Document excerpt:
[Start of section]

A livestock standstill limits the spread of emergency animal disease by stopping the movement of livestock.
A livestock standstill is declared by government. It is a critical control measure to limit the spread of significant, highly contagious animal diseases by stopping the movement of at-risk livestock within, or from, a declared area.
Government may also impose movement controls on other items that could spread disease (e.g. meat, contaminated equipment).
Everyone in the livestock supply chain needs to understand how a livestock standstill works. This includes livestock owners, transporters, produce agents, and those who work in abattoirs, saleyards and feedlots.
Under the Queensland Biosecurity Act 2014, everyone must follow regulations and instructions issued as part of a livestock standstill. Penalties for breaching a livestock standstill can include fines and imprisonment.
Purpose of a livestock standstill
A livestock standstill:
- helps to limit the spread of highly contagious diseases
- gives authorities time to conduct biosecurity activities, such as
- disease surveillance
- tracing the movements of potentially infected animals to identify where a disease may have originated or spread.
What you should do in a livestock standstill
During a livestock standstill, you must not move any animals at risk of infection off a property, or receive any of these animals onto a property, except with permission from Biosecurity Queensland.
If at-risk animals are already in transit at the time a livestock standstill is declared, the owner or person in charge of the animals must comply with the requirements of the standstill and manage the animals appropriately to reduce the risk of spreading disease. The same applies to animals that are being walked from one property to another, including on stock routes.
Biosecurity Queensland will use risk assessments and movement guidelines to decide the best course of action during a livestock standstill, which may include determining appropriate destinations to which your animals can travel. This may be different from their original destination.
Beginning new journeys or moving at-risk animals without approval is a breach of the livestock standstill and is illegal.
Department of Agriculture and Fisheries inspectors, Transport and Main Roads inspectors, and police all have powers to give directions that must be followed during a standstill. You must comply with all regulations and instructions issued as part of a livestock standstill.
Notification of a livestock standstill
If a livestock standstill were declared in Queensland, the Department of Agriculture and Fisheries would notify:
- livestock industry bodies
- livestock transport companies
- livestock owners
- others in the livestock supply chain
- the public.
The requirements during the standstill would be communicated using a range of channels, including the Department of Agriculture and Fisheries website and industry networks.
If you hear about a livestock standstill by word-of-mouth, contact Biosecurity Queensland on 13 25 23 to confirm that the information is accurate.
Diseases that require a livestock standstill
Any significant and highly contagious emergency animal disease could trigger a livestock standstill.

[End of section]

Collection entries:
[Start of section]

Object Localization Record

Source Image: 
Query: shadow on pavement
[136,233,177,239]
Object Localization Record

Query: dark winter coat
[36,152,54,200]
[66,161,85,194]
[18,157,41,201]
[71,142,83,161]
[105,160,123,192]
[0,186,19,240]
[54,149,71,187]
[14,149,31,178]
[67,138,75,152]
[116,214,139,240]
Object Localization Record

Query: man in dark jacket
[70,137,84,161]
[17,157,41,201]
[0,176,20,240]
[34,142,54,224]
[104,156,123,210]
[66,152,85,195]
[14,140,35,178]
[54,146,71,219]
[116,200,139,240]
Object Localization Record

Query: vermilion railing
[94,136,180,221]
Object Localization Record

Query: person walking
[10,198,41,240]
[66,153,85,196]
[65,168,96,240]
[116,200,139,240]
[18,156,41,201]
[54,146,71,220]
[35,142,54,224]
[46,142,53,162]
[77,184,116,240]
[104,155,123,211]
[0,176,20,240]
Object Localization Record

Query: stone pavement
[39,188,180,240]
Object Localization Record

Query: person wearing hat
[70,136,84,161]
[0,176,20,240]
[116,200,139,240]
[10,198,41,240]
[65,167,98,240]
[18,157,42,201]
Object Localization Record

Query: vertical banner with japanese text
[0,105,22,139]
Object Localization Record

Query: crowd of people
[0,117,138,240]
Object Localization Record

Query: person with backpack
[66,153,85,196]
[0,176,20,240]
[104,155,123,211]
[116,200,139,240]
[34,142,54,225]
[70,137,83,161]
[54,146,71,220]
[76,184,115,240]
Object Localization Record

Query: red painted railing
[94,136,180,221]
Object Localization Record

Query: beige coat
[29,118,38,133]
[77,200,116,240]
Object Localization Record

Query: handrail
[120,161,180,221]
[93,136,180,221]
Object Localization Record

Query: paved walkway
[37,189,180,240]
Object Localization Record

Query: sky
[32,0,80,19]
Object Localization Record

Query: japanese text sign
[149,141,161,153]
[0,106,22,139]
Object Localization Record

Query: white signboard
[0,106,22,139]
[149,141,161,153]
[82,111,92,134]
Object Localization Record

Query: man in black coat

[End of section]

Task brief:
Write the next part of the Queensland livestock standstill guidance, starting after its final sentence.

Response:
For example, foot-and-mouth disease (FMD) is a serious disease that spreads easily:
- by movement of infected live or dead animals
- on contaminated animal products, equipment, clothing, vehicles, animal feed, bedding and waste material
- via airborne transmission.
In the case of FMD, the biggest transmission risk comes from live infected animals, which shed the virus. A livestock standstill would be a critical part of controlling FMD and other emergency animal diseases.
Animals affected by a livestock standstill
The species or classes of animals affected by a standstill will depend on the disease involved.
For example, in the case of FMD, all cloven-hoofed animals would be subject to the livestock standstill. This would include livestock such as cattle, pigs, sheep and goats; deer; and camelids such as camels, llamas and alpacas.
Length of a livestock standstill
A livestock standstill is likely to last a minimum of 72 hours.
Area affected by a livestock standstill
The area affected by a livestock standstill will depend on the size and nature of the disease outbreak. It could range from a single region to the entire state. Where multiple states are involved or concerned, the livestock standstill may include those jurisdictions or the entire country.
Vehicles affected by a livestock standstill
Any vehicle that is carrying animals at risk of infection or unloads these animals after a livestock standstill is declared may be directed to take certain action. Vehicles include:
- body trucks
- train wagons.
Restrictions may also be placed on:
- vehicles that carry products derived from at-risk animals, including meat and milk
- vehicles that carry products used by at-risk animals, including stockfeed trucks, molasses tankers, milk trucks, farm 4WDs, farm tractors and farm motorbikes.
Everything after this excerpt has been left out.